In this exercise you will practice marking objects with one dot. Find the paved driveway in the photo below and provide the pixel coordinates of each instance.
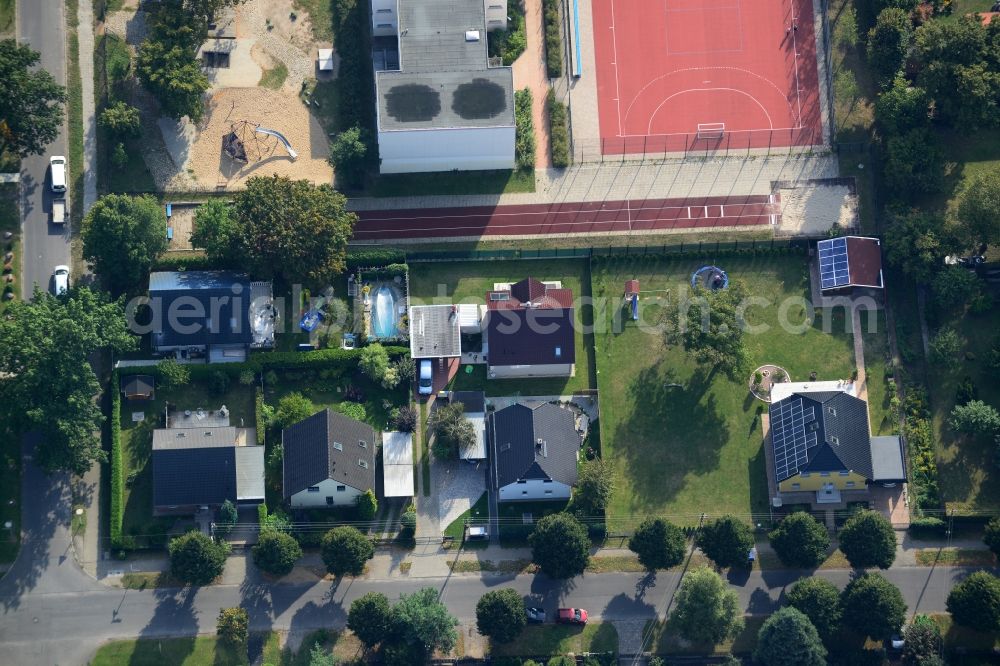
(456, 487)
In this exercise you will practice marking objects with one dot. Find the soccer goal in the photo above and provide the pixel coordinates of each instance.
(711, 130)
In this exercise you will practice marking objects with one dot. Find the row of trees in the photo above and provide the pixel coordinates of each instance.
(275, 228)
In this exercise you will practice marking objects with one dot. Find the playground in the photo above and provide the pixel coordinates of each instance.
(706, 75)
(245, 112)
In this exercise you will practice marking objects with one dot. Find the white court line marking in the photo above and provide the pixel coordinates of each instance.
(614, 49)
(652, 116)
(782, 95)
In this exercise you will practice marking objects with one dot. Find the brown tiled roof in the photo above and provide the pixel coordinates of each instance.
(864, 258)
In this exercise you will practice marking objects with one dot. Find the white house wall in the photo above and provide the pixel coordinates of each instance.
(553, 370)
(346, 497)
(535, 489)
(472, 149)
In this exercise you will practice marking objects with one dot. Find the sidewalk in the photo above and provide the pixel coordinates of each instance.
(430, 560)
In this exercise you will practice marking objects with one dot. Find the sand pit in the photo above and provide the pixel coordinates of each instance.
(813, 209)
(277, 110)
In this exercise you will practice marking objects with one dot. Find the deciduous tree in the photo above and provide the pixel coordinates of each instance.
(800, 541)
(345, 550)
(31, 102)
(560, 546)
(709, 325)
(726, 541)
(975, 602)
(122, 237)
(197, 559)
(868, 540)
(788, 638)
(500, 615)
(707, 611)
(369, 618)
(276, 552)
(420, 619)
(452, 431)
(49, 386)
(659, 544)
(873, 606)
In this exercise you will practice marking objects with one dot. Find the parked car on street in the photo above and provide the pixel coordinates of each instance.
(535, 615)
(60, 280)
(571, 616)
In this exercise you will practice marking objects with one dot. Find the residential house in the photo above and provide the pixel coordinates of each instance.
(203, 461)
(529, 330)
(329, 460)
(215, 314)
(536, 446)
(821, 448)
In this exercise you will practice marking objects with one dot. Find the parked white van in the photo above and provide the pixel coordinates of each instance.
(57, 165)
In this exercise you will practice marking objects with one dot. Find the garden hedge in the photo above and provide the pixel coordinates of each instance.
(558, 131)
(524, 130)
(117, 482)
(553, 39)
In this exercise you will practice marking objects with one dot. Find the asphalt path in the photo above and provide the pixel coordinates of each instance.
(65, 627)
(594, 217)
(41, 25)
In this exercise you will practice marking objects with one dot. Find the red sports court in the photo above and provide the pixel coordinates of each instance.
(680, 75)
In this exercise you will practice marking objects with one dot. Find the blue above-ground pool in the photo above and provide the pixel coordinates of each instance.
(384, 320)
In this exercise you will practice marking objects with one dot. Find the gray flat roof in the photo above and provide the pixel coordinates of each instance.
(444, 79)
(435, 332)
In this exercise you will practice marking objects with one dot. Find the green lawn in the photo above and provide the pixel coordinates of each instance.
(967, 467)
(200, 651)
(10, 483)
(665, 640)
(883, 421)
(479, 510)
(137, 441)
(6, 17)
(560, 639)
(468, 282)
(698, 447)
(454, 182)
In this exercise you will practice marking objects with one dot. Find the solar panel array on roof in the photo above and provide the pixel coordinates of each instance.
(833, 268)
(792, 435)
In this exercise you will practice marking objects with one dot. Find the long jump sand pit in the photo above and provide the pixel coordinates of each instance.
(278, 110)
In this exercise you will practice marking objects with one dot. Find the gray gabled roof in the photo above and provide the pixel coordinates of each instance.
(535, 440)
(327, 446)
(820, 431)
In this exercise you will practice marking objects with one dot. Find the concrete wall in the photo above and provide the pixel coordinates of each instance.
(462, 149)
(553, 370)
(815, 481)
(346, 497)
(534, 489)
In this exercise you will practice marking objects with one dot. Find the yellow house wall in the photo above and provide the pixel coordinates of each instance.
(816, 482)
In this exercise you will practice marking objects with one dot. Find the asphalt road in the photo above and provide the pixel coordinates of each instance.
(593, 217)
(41, 25)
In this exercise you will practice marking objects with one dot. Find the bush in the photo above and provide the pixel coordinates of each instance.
(927, 527)
(524, 130)
(553, 39)
(558, 131)
(117, 478)
(800, 541)
(233, 626)
(197, 559)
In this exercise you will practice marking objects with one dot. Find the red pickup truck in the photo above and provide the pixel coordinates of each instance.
(571, 616)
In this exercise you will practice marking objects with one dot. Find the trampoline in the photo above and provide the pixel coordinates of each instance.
(712, 278)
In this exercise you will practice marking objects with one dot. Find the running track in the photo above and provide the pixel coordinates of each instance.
(630, 216)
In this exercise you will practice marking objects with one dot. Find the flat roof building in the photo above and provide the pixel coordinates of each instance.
(440, 105)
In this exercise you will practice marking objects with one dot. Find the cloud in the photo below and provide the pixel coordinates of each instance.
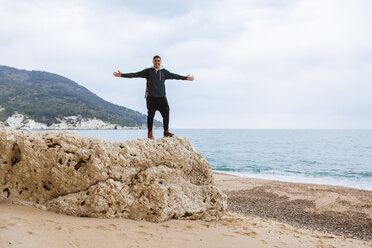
(257, 64)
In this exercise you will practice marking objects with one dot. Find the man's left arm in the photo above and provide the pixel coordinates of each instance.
(169, 75)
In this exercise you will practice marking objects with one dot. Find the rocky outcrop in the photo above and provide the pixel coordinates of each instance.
(154, 180)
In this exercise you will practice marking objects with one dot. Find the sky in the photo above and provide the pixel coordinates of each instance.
(256, 63)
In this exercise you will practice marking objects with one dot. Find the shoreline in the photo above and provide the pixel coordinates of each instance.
(261, 213)
(251, 176)
(333, 209)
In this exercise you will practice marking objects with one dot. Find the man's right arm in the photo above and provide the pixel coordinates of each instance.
(140, 74)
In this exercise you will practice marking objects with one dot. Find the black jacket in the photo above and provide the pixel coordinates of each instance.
(155, 86)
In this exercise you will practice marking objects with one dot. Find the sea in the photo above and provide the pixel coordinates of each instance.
(333, 157)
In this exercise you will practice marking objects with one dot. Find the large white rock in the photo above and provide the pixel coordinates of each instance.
(154, 180)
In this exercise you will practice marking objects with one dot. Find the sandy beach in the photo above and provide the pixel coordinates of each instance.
(261, 213)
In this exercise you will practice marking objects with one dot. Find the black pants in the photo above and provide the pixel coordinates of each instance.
(160, 104)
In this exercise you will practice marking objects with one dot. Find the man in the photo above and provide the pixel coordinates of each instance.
(155, 92)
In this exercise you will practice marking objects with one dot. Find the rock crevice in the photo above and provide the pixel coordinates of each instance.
(154, 180)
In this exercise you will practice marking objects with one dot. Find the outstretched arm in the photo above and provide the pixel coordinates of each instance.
(142, 74)
(169, 75)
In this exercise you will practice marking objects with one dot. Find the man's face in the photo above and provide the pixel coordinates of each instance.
(157, 62)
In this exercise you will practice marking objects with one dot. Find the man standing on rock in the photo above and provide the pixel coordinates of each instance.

+-------+

### Exercise goal
Starting from the line containing "Find the sea" and ending with the final line of the data, reproduce each line exactly as it appears, including no other lines.

### Exercise solution
In this exercise you will practice marking objects with one dot. Find the sea in the photo above and provide the pixel coordinates of each instance.
(333, 157)
In this exercise you will practice marking objects with one dot. Find the large white rock in the photo above and provide the pixel coordinates of each instance.
(154, 180)
In this exercise you will practice marking objects with one dot. Find the sandy beach in the photo above and provide the pixel coordinates of each instance.
(261, 213)
In this exercise you will practice marking objects with one dot. Find the black pants in the photo above and provide the pixel coordinates of each instance.
(160, 104)
In this exercise you will practice marking objects with one dot. Find the man in the photo above and provide the pixel coordinates of each instance.
(155, 92)
In this exercise you will practice marking objects with one dot. Find the rock crevice in the photo above and provide the pixel coordinates of each instance.
(154, 180)
In this exercise you will practice marking objects with one dot. Find the outstretched arm in the photo above and provide the pixel coordinates of each instance.
(142, 74)
(169, 75)
In this exercise you will practice marking objects with one dot. Find the man's face in the photo above and provide the pixel coordinates of each instance.
(157, 62)
In this exercise you will practice marking objects with one dot. Find the man standing on rock in the photo above and provide the pixel coordinates of each instance.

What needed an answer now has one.